=== Information supplied ===

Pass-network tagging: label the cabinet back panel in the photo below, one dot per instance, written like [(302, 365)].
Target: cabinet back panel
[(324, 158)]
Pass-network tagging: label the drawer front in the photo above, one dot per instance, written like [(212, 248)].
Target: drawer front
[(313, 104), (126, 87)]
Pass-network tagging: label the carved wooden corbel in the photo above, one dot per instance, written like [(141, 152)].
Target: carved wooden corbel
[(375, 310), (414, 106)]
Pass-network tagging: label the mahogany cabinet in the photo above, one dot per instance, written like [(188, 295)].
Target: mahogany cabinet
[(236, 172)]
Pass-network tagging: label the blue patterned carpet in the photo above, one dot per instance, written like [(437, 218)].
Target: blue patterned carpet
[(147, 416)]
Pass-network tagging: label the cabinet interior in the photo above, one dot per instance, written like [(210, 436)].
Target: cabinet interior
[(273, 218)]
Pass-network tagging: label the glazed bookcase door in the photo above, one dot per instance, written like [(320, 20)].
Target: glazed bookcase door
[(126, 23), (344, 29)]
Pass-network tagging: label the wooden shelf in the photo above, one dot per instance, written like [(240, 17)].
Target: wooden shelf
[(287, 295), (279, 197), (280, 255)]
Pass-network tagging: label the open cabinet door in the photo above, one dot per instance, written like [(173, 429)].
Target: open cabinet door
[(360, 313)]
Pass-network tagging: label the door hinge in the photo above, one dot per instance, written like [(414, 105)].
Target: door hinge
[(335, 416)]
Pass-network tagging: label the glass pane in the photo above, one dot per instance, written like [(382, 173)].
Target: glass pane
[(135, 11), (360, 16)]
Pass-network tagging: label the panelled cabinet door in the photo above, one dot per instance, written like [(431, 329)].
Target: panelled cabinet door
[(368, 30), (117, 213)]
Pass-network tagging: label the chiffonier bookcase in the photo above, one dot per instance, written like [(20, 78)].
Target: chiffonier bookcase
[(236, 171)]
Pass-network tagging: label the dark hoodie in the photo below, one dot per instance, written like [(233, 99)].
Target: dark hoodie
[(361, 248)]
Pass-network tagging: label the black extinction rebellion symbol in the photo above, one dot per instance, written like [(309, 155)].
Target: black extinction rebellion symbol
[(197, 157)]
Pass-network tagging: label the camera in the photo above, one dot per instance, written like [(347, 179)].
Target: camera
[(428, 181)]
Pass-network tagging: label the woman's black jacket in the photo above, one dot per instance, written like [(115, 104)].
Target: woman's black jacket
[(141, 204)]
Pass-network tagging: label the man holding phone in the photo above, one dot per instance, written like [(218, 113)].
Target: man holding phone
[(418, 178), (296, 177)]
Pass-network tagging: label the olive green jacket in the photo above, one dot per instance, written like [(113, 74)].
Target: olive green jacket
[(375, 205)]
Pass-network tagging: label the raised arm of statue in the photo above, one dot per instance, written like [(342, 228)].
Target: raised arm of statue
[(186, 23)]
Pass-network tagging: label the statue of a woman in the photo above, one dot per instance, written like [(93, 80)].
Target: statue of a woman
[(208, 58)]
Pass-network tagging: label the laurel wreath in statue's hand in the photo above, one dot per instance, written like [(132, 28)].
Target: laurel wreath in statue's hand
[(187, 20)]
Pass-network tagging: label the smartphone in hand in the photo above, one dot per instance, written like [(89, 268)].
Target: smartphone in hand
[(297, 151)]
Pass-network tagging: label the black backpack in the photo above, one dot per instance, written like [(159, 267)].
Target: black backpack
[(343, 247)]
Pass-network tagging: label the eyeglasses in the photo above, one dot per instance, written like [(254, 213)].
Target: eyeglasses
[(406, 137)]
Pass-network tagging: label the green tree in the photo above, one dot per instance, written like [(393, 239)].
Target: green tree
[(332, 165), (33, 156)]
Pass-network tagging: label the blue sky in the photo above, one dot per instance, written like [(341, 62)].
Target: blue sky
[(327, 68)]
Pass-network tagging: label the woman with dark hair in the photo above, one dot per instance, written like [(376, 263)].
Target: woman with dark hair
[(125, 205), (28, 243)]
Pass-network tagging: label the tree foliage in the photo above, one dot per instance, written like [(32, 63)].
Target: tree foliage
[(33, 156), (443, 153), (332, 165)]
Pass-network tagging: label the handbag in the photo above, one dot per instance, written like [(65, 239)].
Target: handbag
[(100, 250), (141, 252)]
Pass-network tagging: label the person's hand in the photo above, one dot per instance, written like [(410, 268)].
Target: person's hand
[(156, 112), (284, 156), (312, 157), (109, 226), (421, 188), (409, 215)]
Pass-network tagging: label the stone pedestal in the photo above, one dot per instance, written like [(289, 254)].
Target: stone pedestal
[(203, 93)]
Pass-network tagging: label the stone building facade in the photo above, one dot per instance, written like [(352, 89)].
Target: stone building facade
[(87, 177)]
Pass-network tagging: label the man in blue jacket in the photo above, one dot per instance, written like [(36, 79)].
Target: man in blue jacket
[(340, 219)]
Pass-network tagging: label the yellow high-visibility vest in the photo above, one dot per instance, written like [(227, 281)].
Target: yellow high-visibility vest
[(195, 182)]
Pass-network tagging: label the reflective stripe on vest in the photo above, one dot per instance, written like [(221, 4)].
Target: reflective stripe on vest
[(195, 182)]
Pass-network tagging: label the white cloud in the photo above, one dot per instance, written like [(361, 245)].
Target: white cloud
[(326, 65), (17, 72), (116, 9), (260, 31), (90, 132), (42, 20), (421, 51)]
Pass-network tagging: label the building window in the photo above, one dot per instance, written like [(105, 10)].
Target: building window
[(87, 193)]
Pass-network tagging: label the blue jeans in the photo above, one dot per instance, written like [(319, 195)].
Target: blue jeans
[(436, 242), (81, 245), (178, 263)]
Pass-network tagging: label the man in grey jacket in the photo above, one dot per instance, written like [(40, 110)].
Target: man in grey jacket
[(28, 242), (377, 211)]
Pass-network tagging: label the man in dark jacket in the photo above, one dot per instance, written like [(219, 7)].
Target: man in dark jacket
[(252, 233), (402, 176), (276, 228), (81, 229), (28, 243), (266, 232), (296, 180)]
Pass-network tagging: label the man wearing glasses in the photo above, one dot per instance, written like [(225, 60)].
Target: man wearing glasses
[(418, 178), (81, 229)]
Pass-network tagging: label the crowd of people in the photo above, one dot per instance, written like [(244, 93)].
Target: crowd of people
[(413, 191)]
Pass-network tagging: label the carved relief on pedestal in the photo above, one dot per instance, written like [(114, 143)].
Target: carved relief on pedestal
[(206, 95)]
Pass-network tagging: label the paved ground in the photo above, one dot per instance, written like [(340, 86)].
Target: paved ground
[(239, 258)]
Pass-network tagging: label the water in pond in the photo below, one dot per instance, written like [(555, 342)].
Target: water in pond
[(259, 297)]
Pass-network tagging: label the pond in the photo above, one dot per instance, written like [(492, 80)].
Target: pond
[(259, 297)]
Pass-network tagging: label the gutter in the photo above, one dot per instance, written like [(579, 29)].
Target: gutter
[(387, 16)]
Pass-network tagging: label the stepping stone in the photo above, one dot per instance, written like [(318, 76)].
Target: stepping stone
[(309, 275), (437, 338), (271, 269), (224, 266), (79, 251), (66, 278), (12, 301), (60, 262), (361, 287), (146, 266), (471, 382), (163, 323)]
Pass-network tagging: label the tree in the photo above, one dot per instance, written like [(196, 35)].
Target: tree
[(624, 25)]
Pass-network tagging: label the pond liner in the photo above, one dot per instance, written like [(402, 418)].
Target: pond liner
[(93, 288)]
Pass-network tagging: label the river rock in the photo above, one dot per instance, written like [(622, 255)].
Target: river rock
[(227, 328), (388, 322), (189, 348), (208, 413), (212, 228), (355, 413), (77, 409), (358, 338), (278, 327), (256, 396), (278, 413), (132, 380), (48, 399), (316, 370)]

===

▸ What is asked:
Rescale the material between the lines holding "Pass-network tagging: label the white" and "20), (421, 51)]", inclusive. Write out those lines in full, multiply each point coordinate in the answers by 2.6 and round to whole numbers with halves going up, and keep every other number as it stands.

▸ Response to the exercise:
Pass-network tagging: label the white cloud in the photo above, one dot per instance, written like [(361, 245)].
Target: white cloud
[(848, 169), (44, 187), (302, 23), (676, 81), (234, 343), (109, 52), (1095, 133)]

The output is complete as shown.